■ **TASK TO COMPLETE**
Retype the complete listing exactly as it appears.

■ **GIVEN RECORDS**
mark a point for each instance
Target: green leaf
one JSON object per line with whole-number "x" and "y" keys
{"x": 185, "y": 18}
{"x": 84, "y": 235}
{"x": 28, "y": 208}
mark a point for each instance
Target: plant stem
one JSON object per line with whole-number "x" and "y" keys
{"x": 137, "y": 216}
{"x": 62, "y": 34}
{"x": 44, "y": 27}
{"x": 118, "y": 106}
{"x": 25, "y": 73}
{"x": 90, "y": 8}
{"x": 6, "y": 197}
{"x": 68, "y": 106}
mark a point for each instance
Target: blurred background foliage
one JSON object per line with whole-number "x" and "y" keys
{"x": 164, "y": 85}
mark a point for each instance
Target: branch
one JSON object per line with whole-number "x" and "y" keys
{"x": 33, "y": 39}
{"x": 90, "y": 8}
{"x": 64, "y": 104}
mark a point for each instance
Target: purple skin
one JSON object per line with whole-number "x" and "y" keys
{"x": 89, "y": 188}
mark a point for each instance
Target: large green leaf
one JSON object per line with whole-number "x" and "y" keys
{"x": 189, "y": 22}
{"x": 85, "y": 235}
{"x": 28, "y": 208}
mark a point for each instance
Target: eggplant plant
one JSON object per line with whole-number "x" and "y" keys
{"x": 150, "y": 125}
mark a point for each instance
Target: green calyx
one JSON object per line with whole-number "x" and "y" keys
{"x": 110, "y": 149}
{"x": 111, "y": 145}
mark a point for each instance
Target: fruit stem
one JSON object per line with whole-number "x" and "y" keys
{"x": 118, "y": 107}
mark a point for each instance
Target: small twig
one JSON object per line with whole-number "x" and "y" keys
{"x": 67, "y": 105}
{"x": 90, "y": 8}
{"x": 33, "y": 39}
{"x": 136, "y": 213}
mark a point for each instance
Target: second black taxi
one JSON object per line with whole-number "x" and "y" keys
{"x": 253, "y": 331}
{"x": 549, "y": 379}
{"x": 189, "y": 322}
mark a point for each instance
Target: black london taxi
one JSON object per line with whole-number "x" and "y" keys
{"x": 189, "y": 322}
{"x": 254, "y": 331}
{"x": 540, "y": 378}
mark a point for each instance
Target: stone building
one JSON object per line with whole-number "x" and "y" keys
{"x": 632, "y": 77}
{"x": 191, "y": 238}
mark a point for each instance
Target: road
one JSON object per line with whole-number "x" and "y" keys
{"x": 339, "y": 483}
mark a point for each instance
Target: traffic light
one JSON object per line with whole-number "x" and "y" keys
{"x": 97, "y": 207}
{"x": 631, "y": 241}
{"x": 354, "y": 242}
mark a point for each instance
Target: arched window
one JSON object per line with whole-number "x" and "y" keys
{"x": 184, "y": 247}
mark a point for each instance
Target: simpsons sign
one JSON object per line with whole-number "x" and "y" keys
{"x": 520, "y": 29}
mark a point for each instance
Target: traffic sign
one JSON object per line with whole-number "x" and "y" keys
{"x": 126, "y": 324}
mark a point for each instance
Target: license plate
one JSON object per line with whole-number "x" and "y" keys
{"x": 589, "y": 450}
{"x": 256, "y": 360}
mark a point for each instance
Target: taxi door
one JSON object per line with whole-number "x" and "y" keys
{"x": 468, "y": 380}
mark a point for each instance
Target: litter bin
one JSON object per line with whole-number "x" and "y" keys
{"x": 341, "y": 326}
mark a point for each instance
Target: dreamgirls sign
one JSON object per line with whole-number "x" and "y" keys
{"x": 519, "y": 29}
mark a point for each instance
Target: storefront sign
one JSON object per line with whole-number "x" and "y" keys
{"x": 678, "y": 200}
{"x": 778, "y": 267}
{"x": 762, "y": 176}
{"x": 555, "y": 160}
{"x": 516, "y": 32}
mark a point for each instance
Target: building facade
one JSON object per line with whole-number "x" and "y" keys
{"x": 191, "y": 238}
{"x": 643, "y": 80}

■ **WRITTEN RESPONSE**
mark a point for each instance
Target: green leaf
one JSON object per line with whole-number "x" and "y" keys
{"x": 185, "y": 18}
{"x": 84, "y": 235}
{"x": 28, "y": 208}
mark a point for each instance
Target: plant stem
one JSON object per line with whole-number "x" and "y" keys
{"x": 137, "y": 216}
{"x": 62, "y": 34}
{"x": 44, "y": 27}
{"x": 118, "y": 106}
{"x": 25, "y": 73}
{"x": 90, "y": 8}
{"x": 6, "y": 197}
{"x": 68, "y": 106}
mark a point for each instance
Target: blurred background foliage
one JSON object per line with whole-number "x" and "y" keys
{"x": 164, "y": 85}
mark a point for each instance
Target: branch
one JSON object per line with whole-number "x" and "y" keys
{"x": 33, "y": 39}
{"x": 90, "y": 8}
{"x": 64, "y": 104}
mark a point for each instance
Target: purple skin
one JSON object per line with whole-number "x" and "y" keys
{"x": 89, "y": 188}
mark a point for each instance
Target: large green leaf
one JSON object per line with whole-number "x" and "y" keys
{"x": 189, "y": 22}
{"x": 85, "y": 235}
{"x": 28, "y": 208}
mark a point for each instance
Target: eggplant plant
one JSON object per line with whole-number "x" and "y" keys
{"x": 150, "y": 125}
mark a point for each instance
Target: green calyx
one JSON object per line with whole-number "x" and "y" keys
{"x": 110, "y": 149}
{"x": 111, "y": 145}
mark a point for each instance
Target: fruit stem
one JSON object per line with whole-number "x" and "y" keys
{"x": 118, "y": 107}
mark a point for each instance
Target: small twig
one JSON object per line with whole-number "x" and "y" keys
{"x": 67, "y": 105}
{"x": 90, "y": 8}
{"x": 33, "y": 39}
{"x": 136, "y": 213}
mark a point for each instance
Target: second black taxi
one JSON object per line with whole-number "x" and "y" keys
{"x": 253, "y": 331}
{"x": 549, "y": 379}
{"x": 189, "y": 322}
mark a point for each instance
Target: black london taxi
one JSON object per line with whole-number "x" and "y" keys
{"x": 189, "y": 322}
{"x": 254, "y": 331}
{"x": 540, "y": 378}
mark a point for each instance
Target: stone building
one JSON object per line with whole-number "x" and "y" keys
{"x": 632, "y": 77}
{"x": 191, "y": 238}
mark a point for each instance
Target: road
one JSON object per line with whole-number "x" and "y" keys
{"x": 339, "y": 483}
mark a point for each instance
Target: traffic light
one JSON object per line with whole-number "x" and "y" keys
{"x": 97, "y": 207}
{"x": 631, "y": 241}
{"x": 354, "y": 242}
mark a point for each instance
Target: arched window
one JSON object per line with whole-number "x" and "y" keys
{"x": 184, "y": 247}
mark a point for each instance
Target: simpsons sign
one JSON object per line with whole-number "x" and "y" keys
{"x": 520, "y": 29}
mark a point for each instance
Target: traffic sign
one JSON object per line with whole-number "x" and "y" keys
{"x": 126, "y": 324}
mark a point for each instance
Target: license plate
one JSON object per line with whole-number "x" and "y" keys
{"x": 589, "y": 450}
{"x": 256, "y": 360}
mark a point for each instance
Target: taxi door
one JSON object per line with whole-number "x" and "y" keys
{"x": 468, "y": 380}
mark a point for each instance
Target: litter bin
one JSON object per line with whole-number "x" and "y" keys
{"x": 341, "y": 326}
mark a point for each instance
Target: dreamgirls sign
one JSON object per line with whole-number "x" and "y" keys
{"x": 519, "y": 29}
mark a point for each instance
Target: storefront sign
one JSON object per line with whole-number "x" and "y" keys
{"x": 678, "y": 200}
{"x": 778, "y": 267}
{"x": 762, "y": 176}
{"x": 555, "y": 160}
{"x": 516, "y": 32}
mark a point for each instance
Target: building facade
one JSON object per line with whole-number "x" and "y" keys
{"x": 191, "y": 238}
{"x": 643, "y": 80}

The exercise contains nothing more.